Point annotation data:
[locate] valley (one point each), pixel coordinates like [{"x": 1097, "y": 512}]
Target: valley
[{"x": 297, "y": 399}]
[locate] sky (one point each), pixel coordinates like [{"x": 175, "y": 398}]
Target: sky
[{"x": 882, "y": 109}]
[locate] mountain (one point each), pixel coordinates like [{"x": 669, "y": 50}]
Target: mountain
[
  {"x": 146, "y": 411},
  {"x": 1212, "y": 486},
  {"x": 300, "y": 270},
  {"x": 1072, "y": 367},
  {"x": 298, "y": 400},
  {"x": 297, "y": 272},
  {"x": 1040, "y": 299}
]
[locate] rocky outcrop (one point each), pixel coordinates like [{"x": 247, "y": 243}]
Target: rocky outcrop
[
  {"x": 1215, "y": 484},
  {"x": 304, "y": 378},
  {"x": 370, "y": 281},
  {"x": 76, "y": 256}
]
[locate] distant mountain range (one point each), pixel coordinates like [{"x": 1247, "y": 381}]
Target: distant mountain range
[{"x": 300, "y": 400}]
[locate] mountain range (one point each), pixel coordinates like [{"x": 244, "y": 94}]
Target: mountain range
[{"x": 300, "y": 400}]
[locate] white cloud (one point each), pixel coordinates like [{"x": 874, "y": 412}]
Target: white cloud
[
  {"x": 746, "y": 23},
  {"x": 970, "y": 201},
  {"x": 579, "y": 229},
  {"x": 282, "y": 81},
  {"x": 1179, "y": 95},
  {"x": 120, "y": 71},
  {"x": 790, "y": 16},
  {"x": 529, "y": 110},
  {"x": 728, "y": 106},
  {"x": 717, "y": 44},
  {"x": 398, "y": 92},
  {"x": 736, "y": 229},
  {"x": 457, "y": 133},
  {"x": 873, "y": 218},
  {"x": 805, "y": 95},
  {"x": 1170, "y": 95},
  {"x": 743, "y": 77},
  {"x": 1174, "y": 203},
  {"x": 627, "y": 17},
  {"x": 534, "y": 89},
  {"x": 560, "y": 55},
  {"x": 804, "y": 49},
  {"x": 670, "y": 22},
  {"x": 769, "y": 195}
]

- PROBLEM
Starting with the line that contains "[locate] distant mountain" and continuing through the end of the items, write those lines out again with the requests included, offsetting every coordinate in the answers by -76.

- FINISHED TASK
[locate] distant mountain range (one point each), pixel coordinates like [{"x": 1247, "y": 381}]
Target: distant mountain range
[{"x": 224, "y": 324}]
[locate] mountain range (one point each), pixel coordinates like [{"x": 244, "y": 94}]
Target: mountain range
[{"x": 224, "y": 324}]
[locate] white cloud (one point each), pixel coordinates like [{"x": 874, "y": 412}]
Target: white cloud
[
  {"x": 670, "y": -53},
  {"x": 894, "y": 125},
  {"x": 503, "y": 153},
  {"x": 206, "y": 5},
  {"x": 1103, "y": 19},
  {"x": 44, "y": -5},
  {"x": 714, "y": -60},
  {"x": 453, "y": 34},
  {"x": 652, "y": 30},
  {"x": 641, "y": -32},
  {"x": 322, "y": 16},
  {"x": 660, "y": 153},
  {"x": 381, "y": 57},
  {"x": 797, "y": 142},
  {"x": 729, "y": 19},
  {"x": 1094, "y": 19},
  {"x": 667, "y": 1},
  {"x": 1098, "y": 127},
  {"x": 551, "y": -59},
  {"x": 458, "y": 13},
  {"x": 484, "y": -21},
  {"x": 728, "y": -27},
  {"x": 594, "y": -54},
  {"x": 693, "y": 119}
]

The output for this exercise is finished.